Vorliegender Text =>
Mit den Zusatzbeiträgen werde ein "Weg zur Entsolidarisierung beschritten", der einseitig die Versicherten belaste, sagt die gesundheitspolitische Sprecherin der Grünen-Bundestagsfraktion, Birgitt Bender. Sie gehe davon aus, dass Gesundheitsminister Rösler diese "kleine Kopfpauschale als Testfeld ansieht für eine große Kopfpauschale".

Birgitt Bender im Gespräch mit Gerd Breker | 05.02.2010
    Gerd Breker: Im Streit über die Zusatzbeiträge werfen die Apotheker den gesetzlichen Krankenkassen eine Verschleierung ihrer Finanzlage vor. Der Vorsitzende des Deutschen Apothekerverbandes Fritz Becker sagte der "Bild"-Zeitung von heute, die Krankenkassen würden Einsparungen durch Arzneimittelrabattverträge nicht an die Versicherten weitergeben. Mit dem Geld könnten Millionen Versicherte entlastet werden, die jetzt von Zusatzbeiträgen bedroht sind. Mehrere Kassen wollen ja von ihren Mitgliedern Zusatzbeiträge erheben, die auch den bislang erwarteten Umfang von acht Euro überschreiten. Zusatzbeiträge müssen Kassen immer dann erheben, wenn sie mit dem Geld aus dem Gesundheitsfonds nicht auskommen.

Zu erledigen => Übersetze diesen Satz aus dem Text über die Zusatzbeiträge ins Englische: "Zusatzbeiträge müssen Kassen immer dann erheben, wenn sie mit dem Geld aus dem Gesundheitsfonds nicht auskommen."

Material im Überblick =>
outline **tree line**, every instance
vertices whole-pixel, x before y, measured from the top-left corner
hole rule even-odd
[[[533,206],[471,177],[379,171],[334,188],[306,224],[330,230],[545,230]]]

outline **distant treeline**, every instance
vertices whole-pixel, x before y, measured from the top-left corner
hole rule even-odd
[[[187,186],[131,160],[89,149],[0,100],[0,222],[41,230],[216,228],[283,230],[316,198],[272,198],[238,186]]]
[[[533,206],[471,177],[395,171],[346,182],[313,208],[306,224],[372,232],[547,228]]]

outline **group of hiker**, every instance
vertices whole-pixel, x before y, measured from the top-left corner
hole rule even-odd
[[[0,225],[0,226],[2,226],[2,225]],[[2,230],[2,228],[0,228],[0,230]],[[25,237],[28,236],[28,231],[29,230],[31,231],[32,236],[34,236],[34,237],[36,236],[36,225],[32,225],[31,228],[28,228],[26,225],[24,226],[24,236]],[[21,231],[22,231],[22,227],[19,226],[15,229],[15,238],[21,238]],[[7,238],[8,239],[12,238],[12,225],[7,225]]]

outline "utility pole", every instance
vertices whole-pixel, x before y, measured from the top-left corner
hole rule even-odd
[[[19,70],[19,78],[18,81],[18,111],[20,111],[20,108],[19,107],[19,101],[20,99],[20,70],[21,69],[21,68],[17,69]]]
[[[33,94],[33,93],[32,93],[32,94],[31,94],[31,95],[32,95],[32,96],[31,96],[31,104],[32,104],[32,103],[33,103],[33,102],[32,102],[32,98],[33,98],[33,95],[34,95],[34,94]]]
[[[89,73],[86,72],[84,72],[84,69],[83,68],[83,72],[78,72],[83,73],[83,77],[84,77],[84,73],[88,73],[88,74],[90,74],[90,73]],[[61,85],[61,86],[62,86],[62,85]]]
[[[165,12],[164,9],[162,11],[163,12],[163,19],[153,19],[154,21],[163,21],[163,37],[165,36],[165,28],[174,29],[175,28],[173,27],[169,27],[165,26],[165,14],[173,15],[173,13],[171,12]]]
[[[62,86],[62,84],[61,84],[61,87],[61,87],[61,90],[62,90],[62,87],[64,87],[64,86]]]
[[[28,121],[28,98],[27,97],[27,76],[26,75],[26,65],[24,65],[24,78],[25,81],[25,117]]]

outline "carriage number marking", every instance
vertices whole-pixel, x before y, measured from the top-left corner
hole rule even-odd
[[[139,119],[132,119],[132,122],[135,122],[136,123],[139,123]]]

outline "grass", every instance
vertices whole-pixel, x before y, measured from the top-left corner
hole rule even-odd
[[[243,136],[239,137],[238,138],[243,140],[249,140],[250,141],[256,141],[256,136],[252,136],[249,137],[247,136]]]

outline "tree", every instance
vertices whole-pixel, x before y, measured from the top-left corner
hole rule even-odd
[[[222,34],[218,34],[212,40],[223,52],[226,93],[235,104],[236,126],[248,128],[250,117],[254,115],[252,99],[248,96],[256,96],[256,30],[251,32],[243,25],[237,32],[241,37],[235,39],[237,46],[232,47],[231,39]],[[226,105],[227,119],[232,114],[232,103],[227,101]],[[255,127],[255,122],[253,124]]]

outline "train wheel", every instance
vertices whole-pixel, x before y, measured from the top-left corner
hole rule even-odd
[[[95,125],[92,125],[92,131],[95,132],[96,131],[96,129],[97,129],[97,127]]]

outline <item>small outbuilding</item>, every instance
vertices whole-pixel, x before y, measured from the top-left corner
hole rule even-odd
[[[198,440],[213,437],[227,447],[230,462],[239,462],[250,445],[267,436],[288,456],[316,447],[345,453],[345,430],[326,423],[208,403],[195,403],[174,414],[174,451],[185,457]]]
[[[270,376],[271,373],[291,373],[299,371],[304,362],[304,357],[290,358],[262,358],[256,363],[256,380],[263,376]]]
--
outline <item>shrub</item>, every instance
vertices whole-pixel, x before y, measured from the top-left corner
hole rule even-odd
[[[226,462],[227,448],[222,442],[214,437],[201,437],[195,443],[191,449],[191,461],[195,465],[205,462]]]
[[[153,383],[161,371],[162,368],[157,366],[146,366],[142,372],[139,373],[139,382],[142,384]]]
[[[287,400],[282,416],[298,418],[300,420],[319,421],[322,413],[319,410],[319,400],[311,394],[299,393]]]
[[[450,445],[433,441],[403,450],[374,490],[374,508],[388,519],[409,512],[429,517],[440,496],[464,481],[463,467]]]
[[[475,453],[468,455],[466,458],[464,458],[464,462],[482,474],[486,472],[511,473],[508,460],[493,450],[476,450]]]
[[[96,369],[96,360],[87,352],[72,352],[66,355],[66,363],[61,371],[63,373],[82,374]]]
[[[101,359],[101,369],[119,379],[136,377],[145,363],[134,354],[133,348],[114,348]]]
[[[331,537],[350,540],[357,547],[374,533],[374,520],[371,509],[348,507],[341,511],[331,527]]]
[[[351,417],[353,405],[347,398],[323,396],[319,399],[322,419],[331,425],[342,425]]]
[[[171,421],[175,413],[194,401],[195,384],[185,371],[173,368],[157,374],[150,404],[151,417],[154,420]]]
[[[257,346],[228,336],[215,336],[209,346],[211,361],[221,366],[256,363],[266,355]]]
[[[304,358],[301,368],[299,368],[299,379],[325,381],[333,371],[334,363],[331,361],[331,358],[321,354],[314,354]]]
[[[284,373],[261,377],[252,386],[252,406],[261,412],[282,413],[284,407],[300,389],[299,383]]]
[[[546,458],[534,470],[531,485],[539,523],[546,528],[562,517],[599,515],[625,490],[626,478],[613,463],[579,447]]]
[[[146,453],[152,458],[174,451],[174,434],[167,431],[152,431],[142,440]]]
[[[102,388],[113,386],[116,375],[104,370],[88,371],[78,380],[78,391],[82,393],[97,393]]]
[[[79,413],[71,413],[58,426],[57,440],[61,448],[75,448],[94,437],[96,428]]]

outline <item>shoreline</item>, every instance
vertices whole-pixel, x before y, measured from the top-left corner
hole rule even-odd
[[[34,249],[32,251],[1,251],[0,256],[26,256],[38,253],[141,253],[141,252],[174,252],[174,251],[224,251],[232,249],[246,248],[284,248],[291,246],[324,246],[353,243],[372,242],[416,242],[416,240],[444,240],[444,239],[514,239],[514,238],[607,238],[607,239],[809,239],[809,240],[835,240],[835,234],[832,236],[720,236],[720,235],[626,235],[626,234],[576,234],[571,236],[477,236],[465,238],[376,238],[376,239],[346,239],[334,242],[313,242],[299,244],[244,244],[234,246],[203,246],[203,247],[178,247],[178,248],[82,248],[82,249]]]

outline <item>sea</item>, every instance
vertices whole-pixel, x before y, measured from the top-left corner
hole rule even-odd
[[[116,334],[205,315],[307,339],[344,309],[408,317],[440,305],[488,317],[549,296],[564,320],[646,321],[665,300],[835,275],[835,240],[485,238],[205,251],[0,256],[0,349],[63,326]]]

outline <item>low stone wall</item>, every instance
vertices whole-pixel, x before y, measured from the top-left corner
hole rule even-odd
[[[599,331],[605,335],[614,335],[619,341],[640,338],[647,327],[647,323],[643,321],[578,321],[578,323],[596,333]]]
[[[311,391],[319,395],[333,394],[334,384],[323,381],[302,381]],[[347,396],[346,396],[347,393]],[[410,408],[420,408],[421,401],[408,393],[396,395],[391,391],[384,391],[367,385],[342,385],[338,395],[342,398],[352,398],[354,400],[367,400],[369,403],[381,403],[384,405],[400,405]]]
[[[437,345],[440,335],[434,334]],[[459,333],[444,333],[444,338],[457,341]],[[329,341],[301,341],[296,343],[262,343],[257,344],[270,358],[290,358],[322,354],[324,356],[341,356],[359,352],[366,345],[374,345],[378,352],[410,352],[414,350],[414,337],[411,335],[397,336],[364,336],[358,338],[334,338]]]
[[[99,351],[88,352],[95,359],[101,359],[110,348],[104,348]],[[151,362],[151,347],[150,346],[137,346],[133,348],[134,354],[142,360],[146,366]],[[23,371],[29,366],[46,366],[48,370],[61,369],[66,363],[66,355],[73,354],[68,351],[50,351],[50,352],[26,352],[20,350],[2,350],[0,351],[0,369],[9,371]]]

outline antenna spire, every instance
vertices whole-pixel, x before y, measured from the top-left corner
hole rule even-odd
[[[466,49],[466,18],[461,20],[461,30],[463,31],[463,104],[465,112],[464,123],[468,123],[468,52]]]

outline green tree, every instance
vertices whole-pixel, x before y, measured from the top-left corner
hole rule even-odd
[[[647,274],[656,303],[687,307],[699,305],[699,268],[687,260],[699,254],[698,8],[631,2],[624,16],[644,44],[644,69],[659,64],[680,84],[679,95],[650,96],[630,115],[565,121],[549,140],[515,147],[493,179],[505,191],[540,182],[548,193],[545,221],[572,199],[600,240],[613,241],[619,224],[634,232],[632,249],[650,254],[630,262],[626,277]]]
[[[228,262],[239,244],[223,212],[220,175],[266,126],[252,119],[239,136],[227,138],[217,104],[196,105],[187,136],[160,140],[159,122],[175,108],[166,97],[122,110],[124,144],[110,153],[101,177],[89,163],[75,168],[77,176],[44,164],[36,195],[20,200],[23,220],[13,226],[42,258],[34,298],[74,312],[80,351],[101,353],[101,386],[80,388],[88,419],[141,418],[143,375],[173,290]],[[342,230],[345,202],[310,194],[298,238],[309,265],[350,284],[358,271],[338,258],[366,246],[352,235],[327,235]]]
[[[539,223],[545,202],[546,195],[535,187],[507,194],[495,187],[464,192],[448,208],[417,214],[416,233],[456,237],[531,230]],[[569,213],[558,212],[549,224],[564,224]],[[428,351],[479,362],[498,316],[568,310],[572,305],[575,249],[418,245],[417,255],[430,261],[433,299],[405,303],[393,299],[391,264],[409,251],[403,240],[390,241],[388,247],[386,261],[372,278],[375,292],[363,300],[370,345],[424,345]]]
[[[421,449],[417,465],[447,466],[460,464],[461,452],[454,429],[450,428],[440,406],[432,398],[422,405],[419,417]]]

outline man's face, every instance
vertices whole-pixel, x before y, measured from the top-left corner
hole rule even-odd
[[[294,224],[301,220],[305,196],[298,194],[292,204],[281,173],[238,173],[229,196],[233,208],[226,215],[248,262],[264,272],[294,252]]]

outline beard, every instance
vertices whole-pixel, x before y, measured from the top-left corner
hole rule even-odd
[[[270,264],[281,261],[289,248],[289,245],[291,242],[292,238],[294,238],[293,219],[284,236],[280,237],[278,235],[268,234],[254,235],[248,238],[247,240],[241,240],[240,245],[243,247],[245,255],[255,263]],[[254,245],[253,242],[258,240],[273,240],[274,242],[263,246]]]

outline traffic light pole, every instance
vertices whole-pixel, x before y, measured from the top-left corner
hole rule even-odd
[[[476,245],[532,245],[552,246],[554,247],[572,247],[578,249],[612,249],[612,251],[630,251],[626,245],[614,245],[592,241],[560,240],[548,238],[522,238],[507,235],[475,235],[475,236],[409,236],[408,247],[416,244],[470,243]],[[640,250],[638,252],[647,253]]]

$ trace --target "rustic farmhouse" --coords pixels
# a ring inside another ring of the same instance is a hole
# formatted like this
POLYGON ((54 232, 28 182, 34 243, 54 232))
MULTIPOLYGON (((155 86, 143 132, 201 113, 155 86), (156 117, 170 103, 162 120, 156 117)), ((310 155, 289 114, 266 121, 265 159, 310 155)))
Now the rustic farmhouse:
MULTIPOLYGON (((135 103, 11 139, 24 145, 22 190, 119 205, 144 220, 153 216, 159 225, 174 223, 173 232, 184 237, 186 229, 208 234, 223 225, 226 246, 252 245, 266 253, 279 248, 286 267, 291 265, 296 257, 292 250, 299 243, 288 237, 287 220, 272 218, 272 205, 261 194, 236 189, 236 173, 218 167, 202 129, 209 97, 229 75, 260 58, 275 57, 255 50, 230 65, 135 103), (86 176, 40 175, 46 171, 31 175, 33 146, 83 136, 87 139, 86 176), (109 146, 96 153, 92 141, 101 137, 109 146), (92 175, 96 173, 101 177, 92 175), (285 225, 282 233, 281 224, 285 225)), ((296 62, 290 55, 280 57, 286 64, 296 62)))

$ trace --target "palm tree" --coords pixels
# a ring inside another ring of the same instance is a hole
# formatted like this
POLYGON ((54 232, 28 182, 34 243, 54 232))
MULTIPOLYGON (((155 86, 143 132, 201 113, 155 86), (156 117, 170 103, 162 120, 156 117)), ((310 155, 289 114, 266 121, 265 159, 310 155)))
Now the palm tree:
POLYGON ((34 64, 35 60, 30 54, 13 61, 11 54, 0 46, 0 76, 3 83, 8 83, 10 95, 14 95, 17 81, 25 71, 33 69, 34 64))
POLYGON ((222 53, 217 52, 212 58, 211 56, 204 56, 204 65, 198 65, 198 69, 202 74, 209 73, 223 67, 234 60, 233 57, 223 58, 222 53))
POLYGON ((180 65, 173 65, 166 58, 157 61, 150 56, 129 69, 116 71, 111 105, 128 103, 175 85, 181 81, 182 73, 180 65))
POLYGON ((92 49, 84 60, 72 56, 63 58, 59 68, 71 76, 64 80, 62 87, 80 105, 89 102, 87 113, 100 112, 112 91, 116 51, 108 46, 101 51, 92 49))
---
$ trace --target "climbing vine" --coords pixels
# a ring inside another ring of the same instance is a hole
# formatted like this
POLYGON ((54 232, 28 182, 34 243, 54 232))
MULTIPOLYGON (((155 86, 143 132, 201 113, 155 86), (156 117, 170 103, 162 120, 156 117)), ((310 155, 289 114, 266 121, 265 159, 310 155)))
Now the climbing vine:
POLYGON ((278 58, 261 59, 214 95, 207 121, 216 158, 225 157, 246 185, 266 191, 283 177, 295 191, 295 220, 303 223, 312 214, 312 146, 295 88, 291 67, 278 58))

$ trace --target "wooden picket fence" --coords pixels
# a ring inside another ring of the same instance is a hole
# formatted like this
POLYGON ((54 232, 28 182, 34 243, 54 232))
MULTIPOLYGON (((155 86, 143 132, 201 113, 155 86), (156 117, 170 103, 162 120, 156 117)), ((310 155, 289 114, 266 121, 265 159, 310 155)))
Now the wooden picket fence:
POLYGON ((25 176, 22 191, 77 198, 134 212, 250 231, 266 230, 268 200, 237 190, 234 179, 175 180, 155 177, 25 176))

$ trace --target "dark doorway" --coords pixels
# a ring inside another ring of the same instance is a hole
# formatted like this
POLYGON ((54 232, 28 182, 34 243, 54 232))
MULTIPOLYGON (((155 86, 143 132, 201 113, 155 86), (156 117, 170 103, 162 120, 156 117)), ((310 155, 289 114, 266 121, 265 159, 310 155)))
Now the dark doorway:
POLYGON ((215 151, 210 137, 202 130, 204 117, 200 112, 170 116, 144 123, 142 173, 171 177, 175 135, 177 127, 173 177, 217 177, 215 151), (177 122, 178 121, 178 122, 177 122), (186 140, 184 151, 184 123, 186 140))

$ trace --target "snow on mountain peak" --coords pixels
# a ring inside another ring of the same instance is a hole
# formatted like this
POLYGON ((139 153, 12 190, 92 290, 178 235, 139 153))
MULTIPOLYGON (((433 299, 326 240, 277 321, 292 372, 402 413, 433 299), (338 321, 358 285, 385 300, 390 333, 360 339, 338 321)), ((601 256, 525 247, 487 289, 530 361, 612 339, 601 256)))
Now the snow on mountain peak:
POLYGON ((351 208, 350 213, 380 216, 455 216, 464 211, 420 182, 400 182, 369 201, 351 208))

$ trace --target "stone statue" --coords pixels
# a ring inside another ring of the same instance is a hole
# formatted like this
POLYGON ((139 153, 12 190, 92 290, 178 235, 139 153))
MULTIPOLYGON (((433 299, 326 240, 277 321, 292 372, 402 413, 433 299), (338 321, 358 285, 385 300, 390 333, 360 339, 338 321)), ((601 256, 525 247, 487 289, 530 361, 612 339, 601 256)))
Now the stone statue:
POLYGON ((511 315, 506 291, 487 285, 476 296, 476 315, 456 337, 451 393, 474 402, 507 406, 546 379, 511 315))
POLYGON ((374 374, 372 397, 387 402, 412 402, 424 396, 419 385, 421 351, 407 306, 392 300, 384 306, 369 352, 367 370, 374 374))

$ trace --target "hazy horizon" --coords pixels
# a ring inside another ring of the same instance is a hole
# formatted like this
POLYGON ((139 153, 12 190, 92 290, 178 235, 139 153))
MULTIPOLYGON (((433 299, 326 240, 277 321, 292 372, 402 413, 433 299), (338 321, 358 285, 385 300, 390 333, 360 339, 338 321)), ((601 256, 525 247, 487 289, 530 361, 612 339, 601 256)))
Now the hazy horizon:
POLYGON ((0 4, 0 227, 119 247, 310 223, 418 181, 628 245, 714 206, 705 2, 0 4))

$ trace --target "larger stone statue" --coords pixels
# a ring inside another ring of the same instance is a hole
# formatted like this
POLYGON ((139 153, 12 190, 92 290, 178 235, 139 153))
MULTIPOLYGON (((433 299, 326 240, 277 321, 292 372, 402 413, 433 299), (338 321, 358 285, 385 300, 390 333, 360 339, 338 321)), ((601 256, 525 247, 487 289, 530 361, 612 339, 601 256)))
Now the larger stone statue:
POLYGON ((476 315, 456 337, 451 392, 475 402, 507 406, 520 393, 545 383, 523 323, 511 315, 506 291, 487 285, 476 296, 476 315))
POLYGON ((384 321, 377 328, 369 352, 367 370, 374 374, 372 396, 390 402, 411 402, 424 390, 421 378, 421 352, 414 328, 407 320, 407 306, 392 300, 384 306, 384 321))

Die Lösung => Health insurance funds always have to charge additional contributions whenever they can't get by on the money from the health fund.